§ What to work on
Render the lines from the line with "blue shirt in the photo above." to the line with "(1301, 215)" as a Markdown table with columns Row and Text, giving each line a row number and omitting blank lines.

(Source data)
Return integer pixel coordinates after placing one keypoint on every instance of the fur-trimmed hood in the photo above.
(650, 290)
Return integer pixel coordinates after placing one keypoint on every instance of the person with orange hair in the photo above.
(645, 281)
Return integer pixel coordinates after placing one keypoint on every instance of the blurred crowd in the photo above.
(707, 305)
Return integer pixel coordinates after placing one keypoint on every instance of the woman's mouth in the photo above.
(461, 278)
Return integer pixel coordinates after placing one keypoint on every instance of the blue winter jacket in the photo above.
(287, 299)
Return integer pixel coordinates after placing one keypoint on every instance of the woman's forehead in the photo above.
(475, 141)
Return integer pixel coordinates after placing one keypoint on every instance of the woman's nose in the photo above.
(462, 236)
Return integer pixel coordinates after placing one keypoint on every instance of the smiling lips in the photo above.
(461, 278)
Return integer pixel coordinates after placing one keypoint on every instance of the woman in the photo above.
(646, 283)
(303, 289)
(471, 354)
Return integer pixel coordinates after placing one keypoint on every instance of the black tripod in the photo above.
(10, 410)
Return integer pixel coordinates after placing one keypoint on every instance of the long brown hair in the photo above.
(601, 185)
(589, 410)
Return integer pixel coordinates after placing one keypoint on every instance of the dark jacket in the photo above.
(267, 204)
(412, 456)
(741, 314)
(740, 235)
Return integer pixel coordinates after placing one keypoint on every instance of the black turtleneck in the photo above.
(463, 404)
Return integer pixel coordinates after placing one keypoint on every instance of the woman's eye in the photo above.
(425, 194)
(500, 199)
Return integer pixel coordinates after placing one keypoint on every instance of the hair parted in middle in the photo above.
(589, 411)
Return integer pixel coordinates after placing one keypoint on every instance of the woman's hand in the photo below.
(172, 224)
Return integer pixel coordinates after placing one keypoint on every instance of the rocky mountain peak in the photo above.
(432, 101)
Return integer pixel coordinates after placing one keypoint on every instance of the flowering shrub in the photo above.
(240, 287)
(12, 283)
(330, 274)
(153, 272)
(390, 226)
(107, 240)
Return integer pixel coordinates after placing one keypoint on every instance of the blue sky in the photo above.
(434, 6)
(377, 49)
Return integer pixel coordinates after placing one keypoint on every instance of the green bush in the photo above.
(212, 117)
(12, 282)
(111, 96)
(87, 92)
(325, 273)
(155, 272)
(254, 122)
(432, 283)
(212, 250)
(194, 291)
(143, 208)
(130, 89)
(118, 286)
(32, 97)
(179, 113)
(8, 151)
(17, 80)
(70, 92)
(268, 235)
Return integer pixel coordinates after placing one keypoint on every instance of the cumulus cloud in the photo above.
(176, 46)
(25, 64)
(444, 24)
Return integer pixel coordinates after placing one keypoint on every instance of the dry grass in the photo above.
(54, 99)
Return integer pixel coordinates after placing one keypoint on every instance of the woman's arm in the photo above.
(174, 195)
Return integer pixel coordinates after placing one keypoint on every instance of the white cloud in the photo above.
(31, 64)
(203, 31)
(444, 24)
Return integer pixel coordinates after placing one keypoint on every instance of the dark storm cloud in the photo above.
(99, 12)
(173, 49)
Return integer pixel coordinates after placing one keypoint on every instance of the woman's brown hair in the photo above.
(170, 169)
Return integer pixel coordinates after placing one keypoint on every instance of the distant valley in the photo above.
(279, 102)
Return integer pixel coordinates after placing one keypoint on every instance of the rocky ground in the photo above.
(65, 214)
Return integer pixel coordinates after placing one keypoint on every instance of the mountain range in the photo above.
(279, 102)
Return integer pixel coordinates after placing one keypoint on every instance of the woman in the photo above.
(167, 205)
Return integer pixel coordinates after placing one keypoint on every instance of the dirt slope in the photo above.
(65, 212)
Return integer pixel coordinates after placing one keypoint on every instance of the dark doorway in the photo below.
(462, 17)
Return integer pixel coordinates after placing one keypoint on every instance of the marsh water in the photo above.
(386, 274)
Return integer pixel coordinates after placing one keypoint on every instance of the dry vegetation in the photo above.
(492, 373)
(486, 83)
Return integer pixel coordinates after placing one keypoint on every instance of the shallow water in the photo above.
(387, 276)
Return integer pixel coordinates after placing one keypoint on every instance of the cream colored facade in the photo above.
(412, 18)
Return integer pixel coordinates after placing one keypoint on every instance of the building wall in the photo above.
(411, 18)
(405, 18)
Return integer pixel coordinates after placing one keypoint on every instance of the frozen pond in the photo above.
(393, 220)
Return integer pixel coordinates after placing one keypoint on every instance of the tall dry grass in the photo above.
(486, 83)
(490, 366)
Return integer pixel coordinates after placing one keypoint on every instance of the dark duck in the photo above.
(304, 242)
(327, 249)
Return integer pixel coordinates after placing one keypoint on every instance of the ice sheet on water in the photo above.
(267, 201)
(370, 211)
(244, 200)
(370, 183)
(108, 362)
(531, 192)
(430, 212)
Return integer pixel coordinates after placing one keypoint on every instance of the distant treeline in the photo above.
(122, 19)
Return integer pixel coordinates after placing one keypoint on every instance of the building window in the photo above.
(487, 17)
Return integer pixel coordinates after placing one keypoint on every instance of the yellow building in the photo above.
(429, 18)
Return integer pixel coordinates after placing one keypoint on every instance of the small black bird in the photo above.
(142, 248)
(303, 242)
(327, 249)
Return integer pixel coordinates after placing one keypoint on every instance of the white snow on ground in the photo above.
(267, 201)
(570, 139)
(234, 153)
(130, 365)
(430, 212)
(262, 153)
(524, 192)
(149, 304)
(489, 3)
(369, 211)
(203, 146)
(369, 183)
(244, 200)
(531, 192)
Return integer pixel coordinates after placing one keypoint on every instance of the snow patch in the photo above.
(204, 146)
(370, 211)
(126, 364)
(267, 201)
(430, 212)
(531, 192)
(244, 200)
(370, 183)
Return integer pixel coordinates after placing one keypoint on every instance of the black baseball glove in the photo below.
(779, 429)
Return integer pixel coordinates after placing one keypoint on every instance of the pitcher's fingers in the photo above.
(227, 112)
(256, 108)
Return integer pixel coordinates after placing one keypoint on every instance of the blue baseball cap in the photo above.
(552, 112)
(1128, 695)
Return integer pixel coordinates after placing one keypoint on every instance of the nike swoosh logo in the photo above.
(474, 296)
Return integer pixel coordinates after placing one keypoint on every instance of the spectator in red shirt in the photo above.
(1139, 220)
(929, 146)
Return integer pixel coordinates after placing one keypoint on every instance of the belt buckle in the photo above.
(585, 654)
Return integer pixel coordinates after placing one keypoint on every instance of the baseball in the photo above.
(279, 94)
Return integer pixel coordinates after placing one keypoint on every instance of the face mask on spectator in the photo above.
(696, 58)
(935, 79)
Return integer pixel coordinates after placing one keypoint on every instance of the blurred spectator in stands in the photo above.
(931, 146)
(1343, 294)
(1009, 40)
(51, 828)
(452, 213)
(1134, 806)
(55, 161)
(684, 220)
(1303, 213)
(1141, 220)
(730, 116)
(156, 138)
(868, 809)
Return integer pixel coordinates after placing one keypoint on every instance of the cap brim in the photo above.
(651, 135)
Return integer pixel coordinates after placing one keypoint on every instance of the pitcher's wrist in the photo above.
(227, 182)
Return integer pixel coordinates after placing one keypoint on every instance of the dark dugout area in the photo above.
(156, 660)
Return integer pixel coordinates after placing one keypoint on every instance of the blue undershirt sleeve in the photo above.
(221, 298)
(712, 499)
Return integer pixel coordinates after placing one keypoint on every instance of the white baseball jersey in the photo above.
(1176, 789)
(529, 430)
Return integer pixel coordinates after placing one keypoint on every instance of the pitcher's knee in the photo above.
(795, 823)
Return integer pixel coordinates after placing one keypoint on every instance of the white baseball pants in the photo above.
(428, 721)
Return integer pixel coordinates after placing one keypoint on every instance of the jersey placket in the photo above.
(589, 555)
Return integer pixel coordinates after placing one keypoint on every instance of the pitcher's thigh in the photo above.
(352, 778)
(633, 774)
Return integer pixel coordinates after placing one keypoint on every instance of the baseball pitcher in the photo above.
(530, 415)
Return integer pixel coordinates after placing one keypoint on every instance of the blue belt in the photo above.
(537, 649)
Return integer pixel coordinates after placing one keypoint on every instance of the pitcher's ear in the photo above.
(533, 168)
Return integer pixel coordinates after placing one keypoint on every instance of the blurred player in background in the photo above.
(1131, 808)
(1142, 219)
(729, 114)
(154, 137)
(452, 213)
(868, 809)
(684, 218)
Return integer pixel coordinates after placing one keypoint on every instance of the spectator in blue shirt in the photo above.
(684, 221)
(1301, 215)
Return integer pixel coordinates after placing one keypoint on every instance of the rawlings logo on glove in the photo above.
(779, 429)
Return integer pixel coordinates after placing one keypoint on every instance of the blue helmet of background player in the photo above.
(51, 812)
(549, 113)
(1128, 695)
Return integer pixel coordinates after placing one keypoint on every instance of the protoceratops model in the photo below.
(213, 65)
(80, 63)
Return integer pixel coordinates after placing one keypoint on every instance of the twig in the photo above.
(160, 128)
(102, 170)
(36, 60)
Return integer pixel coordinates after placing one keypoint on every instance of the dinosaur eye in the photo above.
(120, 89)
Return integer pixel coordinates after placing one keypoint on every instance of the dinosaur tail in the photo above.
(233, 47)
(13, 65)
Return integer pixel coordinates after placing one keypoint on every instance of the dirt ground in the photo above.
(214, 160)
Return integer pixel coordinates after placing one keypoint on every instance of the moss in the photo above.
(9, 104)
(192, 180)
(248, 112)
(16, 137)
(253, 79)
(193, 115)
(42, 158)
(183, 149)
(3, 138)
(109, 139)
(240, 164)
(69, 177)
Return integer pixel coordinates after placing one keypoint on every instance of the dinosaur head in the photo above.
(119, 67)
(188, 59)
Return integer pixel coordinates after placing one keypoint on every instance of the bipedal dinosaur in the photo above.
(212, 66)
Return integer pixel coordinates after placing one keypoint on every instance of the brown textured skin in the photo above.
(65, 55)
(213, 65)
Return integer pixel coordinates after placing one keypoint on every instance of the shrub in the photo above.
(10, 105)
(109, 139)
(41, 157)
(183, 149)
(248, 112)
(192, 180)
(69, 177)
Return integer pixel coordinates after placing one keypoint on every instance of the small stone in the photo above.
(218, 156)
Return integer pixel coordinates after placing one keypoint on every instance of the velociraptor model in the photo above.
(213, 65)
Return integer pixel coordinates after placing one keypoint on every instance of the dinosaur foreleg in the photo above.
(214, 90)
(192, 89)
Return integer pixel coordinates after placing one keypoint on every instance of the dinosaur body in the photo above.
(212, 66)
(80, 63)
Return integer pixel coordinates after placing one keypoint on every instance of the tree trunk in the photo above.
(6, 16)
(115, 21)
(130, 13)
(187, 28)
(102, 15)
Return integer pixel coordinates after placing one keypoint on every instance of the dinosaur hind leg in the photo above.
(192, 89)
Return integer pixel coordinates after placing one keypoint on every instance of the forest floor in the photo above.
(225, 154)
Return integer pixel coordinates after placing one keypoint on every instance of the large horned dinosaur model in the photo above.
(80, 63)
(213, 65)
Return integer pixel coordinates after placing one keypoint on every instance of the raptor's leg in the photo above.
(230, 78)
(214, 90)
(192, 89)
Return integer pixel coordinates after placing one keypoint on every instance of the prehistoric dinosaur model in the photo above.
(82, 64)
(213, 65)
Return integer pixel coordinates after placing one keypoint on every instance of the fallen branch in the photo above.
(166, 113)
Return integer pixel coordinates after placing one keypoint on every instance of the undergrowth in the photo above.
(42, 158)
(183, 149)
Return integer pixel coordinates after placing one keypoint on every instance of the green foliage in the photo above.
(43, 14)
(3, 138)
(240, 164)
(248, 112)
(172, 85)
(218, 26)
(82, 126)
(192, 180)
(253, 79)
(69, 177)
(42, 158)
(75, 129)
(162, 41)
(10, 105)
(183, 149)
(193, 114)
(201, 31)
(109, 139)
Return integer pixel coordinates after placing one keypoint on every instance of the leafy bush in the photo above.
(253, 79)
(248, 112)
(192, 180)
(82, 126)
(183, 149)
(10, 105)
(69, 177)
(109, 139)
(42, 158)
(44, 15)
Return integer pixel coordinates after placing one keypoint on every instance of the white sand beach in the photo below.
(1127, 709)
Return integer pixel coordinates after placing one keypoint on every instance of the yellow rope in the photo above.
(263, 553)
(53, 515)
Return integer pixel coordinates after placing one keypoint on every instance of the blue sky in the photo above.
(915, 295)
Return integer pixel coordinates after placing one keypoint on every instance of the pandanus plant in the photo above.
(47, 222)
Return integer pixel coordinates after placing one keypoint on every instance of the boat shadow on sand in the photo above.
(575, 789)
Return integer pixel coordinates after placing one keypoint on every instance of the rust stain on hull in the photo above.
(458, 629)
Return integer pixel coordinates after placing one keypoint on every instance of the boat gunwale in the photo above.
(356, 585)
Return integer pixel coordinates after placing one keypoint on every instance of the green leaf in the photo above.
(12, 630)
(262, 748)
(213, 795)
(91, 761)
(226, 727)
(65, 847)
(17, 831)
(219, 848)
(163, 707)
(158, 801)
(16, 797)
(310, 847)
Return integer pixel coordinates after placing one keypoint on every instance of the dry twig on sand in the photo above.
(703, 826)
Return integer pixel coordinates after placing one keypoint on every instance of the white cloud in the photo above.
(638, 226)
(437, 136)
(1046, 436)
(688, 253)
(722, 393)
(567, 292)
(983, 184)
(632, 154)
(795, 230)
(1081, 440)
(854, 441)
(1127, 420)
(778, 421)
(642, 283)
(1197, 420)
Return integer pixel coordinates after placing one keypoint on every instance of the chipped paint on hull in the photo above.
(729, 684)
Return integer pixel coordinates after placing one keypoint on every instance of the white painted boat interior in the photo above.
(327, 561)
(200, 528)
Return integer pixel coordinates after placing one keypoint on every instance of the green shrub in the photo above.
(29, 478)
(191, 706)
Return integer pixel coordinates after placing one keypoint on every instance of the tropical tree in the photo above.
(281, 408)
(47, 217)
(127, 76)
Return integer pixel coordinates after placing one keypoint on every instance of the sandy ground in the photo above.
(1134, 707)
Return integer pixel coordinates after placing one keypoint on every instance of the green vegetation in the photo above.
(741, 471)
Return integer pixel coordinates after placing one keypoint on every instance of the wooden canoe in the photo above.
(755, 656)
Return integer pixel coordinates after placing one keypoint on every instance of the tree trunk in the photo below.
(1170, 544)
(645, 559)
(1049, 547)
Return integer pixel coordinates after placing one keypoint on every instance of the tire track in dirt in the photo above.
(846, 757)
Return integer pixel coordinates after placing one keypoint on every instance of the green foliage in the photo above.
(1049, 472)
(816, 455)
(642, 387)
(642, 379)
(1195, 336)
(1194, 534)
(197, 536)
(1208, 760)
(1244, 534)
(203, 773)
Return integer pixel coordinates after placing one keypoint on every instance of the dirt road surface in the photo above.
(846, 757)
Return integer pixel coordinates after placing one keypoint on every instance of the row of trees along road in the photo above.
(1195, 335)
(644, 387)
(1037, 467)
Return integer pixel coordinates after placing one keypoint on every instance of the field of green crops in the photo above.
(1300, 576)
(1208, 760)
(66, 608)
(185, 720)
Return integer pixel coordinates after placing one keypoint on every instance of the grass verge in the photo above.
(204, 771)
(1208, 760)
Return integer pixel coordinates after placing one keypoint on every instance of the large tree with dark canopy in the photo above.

§ Output below
| Row | Text |
|---|---|
| 1 | Return integer pixel coordinates after placing one keypoint on every instance of the spectator in blue shirt in the photo above. |
| 2 | (684, 221) |
| 3 | (1301, 215) |